- [To do]: Nothing but the lines from the one containing "Task: locate the wooden table" to the end of the data should be returned, each exactly as written.

- [Data supplied]:
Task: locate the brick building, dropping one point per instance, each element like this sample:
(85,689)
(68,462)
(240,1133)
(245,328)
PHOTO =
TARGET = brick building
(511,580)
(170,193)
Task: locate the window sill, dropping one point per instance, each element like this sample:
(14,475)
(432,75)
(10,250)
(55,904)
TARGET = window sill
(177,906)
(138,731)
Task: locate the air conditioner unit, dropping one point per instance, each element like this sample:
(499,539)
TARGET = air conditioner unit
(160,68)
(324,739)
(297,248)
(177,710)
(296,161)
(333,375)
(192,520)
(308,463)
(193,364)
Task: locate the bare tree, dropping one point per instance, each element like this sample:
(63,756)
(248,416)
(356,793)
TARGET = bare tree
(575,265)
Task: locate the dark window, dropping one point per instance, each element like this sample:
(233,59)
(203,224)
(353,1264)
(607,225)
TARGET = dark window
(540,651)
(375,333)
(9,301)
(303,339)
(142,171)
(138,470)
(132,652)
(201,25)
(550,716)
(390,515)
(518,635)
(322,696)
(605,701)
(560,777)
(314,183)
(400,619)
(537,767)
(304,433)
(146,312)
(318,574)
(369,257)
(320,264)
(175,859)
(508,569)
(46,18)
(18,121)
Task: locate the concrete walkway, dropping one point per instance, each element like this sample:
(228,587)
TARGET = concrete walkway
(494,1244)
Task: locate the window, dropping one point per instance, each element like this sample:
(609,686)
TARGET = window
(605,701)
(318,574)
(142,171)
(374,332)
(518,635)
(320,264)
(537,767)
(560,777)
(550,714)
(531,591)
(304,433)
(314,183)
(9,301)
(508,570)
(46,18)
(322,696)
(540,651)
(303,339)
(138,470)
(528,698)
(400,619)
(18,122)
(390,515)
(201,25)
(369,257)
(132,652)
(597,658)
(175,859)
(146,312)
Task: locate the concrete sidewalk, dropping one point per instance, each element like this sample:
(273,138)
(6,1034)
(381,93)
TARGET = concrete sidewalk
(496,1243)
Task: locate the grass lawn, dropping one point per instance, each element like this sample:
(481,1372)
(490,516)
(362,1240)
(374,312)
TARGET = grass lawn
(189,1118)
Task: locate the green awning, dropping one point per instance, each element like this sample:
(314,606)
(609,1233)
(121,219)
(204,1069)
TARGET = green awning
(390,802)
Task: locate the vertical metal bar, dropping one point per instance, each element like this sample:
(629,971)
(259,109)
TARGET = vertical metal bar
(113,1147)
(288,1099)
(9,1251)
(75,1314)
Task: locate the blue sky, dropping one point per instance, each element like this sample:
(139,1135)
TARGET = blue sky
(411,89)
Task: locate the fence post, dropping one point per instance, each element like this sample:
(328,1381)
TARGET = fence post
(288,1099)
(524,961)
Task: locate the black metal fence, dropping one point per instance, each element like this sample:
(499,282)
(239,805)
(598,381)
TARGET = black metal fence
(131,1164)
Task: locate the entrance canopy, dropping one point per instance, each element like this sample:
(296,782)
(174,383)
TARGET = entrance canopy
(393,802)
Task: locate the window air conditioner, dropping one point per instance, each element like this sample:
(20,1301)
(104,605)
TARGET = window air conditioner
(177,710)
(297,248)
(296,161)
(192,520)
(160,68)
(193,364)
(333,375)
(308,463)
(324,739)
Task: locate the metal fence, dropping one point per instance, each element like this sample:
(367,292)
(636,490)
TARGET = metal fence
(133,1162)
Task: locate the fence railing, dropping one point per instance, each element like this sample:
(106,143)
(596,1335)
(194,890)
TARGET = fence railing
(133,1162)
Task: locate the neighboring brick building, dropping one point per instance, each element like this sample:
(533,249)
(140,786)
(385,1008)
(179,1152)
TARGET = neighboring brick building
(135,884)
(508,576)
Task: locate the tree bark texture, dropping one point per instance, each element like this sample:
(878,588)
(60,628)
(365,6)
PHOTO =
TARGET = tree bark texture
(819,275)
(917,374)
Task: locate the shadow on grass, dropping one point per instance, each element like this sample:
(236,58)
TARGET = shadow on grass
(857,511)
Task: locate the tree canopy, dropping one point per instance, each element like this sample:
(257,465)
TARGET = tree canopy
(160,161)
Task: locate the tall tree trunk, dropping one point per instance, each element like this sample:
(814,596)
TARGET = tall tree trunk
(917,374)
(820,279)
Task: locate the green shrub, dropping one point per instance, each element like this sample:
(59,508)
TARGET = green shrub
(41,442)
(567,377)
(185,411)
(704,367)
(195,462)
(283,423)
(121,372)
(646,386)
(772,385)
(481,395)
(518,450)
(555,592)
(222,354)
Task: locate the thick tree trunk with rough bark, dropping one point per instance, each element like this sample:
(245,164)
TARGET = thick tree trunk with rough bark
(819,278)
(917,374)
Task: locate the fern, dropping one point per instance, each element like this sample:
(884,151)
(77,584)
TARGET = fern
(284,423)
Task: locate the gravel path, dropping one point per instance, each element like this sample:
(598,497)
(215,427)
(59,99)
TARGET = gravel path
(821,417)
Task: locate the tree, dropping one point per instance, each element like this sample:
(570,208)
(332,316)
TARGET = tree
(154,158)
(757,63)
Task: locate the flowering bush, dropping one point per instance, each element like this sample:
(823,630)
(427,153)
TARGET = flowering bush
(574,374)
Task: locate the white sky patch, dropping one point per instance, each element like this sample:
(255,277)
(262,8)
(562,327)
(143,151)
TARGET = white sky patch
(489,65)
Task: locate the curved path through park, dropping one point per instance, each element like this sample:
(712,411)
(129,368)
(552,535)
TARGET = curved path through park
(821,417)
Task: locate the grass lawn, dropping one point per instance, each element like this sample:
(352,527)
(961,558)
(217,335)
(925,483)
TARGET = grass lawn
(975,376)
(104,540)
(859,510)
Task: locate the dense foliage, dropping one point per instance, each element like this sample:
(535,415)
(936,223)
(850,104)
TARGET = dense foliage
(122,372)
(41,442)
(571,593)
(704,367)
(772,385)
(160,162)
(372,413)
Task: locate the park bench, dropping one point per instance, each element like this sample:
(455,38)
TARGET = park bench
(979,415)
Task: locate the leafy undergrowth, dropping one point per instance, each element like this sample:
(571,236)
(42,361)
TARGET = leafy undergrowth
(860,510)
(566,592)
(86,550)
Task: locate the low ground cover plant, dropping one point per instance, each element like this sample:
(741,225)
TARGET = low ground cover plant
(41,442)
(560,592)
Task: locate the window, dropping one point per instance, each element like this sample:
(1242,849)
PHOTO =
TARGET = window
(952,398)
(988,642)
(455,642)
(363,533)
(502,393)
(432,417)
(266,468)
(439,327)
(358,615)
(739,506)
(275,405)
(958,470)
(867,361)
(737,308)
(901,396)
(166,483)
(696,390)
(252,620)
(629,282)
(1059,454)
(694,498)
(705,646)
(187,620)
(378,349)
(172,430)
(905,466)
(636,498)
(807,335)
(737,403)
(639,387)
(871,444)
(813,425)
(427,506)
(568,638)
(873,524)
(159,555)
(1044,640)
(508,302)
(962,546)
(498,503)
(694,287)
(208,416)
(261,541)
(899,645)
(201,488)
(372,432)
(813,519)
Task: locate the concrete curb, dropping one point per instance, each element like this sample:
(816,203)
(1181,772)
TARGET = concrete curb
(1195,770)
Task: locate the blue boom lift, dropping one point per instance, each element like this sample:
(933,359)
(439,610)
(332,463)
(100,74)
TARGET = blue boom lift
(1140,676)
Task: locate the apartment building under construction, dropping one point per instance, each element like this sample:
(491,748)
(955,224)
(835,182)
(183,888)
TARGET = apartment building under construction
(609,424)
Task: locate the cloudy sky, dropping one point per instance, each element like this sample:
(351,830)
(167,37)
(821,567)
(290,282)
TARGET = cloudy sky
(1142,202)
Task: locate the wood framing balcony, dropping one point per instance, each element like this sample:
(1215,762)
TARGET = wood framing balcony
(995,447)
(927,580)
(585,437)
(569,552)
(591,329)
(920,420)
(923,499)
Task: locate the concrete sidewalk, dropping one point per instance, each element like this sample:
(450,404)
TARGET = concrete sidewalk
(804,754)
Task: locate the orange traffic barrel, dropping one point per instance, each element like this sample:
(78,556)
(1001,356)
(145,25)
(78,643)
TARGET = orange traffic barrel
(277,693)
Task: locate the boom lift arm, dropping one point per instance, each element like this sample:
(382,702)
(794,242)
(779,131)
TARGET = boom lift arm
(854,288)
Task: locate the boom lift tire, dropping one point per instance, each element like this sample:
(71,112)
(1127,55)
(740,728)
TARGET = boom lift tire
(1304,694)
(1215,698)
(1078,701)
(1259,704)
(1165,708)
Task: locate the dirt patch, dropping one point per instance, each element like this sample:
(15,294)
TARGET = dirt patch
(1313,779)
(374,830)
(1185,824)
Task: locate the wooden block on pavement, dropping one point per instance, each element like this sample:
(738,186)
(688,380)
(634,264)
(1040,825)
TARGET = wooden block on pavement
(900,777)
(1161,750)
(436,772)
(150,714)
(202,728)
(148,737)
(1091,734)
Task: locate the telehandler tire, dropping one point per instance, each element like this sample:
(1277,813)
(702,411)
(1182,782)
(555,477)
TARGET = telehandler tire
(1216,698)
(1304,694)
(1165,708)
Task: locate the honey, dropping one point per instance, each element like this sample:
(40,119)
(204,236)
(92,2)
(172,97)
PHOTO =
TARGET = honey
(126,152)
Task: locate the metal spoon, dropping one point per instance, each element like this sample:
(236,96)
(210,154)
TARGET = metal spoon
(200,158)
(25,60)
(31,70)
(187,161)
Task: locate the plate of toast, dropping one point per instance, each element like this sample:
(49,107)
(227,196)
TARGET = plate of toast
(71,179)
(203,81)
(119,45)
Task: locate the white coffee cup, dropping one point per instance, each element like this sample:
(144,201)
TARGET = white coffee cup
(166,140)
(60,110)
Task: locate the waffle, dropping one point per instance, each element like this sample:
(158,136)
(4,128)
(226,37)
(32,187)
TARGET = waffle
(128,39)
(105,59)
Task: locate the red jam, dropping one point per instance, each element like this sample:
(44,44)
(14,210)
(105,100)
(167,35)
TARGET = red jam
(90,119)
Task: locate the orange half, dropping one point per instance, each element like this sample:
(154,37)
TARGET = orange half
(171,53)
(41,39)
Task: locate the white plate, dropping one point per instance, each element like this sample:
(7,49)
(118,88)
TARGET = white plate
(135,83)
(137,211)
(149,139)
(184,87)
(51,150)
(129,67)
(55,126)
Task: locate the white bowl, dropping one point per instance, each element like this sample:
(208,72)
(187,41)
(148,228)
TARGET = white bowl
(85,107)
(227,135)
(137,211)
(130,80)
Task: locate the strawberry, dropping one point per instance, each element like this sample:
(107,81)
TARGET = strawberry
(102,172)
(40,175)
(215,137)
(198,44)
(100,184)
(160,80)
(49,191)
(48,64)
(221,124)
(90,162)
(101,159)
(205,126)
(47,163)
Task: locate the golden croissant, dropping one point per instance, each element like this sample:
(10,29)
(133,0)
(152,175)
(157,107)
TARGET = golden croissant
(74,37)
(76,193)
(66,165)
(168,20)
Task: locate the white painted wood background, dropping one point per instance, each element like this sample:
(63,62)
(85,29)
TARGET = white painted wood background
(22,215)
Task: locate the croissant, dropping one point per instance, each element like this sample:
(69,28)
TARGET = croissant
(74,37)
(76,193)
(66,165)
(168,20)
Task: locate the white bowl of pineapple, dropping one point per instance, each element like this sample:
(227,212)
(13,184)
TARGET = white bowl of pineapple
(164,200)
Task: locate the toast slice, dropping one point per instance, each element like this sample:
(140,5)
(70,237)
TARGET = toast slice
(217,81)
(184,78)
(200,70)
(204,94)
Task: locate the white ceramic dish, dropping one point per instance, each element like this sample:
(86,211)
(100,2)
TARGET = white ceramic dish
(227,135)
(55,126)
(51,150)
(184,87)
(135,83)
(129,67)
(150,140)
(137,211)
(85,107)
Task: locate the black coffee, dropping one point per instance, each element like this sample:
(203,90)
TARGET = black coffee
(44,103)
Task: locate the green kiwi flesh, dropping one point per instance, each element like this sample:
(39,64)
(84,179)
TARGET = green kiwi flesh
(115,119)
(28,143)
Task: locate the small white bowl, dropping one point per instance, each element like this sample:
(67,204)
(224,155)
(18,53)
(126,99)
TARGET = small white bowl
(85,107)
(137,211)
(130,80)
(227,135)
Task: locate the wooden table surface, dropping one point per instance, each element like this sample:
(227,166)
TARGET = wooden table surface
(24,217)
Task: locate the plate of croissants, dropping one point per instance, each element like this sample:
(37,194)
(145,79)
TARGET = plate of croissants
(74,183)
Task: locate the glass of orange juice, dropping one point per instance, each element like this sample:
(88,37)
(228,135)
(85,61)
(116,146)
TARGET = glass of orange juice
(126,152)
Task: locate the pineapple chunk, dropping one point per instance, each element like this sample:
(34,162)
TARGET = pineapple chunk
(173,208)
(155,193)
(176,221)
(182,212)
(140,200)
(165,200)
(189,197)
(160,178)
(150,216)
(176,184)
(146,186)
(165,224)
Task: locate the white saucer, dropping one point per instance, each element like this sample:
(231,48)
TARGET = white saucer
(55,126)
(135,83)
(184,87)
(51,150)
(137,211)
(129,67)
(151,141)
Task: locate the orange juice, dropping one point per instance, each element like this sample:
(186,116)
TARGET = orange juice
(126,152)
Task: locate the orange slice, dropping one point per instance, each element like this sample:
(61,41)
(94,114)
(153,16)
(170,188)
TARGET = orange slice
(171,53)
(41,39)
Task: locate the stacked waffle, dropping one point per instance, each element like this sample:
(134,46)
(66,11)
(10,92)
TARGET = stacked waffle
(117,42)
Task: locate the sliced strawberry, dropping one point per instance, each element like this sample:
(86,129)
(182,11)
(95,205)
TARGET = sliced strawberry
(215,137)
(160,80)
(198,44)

- [Written solution]:
Task: locate the wooden table surface, dropping one point per instance, each element like this sample:
(227,166)
TARGET = wooden table surface
(24,217)
Task: locate the plate of croissants, dropping one point per instance, each element like this sample:
(37,194)
(145,79)
TARGET = plate of croissants
(74,183)
Task: locate the glass of orange juice, dropping one point per instance, each element like this sample:
(88,37)
(228,135)
(85,61)
(116,146)
TARGET = glass of orange juice
(126,152)
Task: locate the pineapple chunk, dropping one point per instance, each element like this sample:
(34,162)
TARGET = pineapple chunk
(173,208)
(155,193)
(176,221)
(182,212)
(140,200)
(165,200)
(189,197)
(160,178)
(150,216)
(176,184)
(146,186)
(165,224)
Task: locate the white saucer, dropping one point per instance, each element like this sample:
(231,48)
TARGET = white saucer
(55,126)
(135,83)
(184,87)
(51,150)
(137,211)
(129,67)
(151,141)
Task: locate the orange juice, dropping one point per instance, each element like this sample:
(186,116)
TARGET = orange juice
(126,152)
Task: locate the orange slice, dropping one point per instance, each element like this sample:
(61,41)
(94,114)
(153,16)
(170,188)
TARGET = orange slice
(171,53)
(41,39)
Task: locate the stacked waffle, dropping one point per instance, each element like this sample:
(134,46)
(66,11)
(10,92)
TARGET = stacked waffle
(117,42)
Task: locate the sliced strawberry, dropping one point per instance, each element like this sample:
(86,129)
(182,11)
(95,205)
TARGET = sliced strawberry
(215,137)
(160,80)
(198,44)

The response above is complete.